Data for review section start

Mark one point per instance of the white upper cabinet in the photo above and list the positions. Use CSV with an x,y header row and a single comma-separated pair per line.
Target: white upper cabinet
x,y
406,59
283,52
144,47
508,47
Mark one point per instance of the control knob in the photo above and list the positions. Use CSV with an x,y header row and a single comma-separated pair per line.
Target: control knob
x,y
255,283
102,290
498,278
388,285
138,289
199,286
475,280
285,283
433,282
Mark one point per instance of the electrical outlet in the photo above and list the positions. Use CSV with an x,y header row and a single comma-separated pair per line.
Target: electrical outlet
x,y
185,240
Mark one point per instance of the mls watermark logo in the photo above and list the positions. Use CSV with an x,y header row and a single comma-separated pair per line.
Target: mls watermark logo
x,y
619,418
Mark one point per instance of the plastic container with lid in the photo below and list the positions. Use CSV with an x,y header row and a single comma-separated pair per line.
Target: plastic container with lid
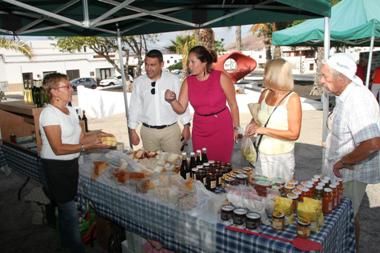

Data for review section end

*Activity*:
Which lines above include the word "separated"? Pick them out and copy them.

*Exercise result*:
Mark one point per instance of the white upper cabinet in the photo above and list the positions. Use CSV with an x,y header row and a single comma-separated pair per line.
Mark one point per instance of the control knob in the photo above and list the positions. Use CSV with an x,y header row and a single comma-separated pair per line.
Mark one point per instance of the electrical outlet in the photo above and list the positions. Use CSV with an x,y header row and a single comma-separated pair per line.
Mark one point per instance of the mls watermark logo in the photo above and list the positions. Use CSV with an x,y header row and a single comma-separated pair per line.
Mark one point per instance of the plastic container with lid in the photo below and list the positions. Use CSV with an x,y header row and a single comma-separated pair per line.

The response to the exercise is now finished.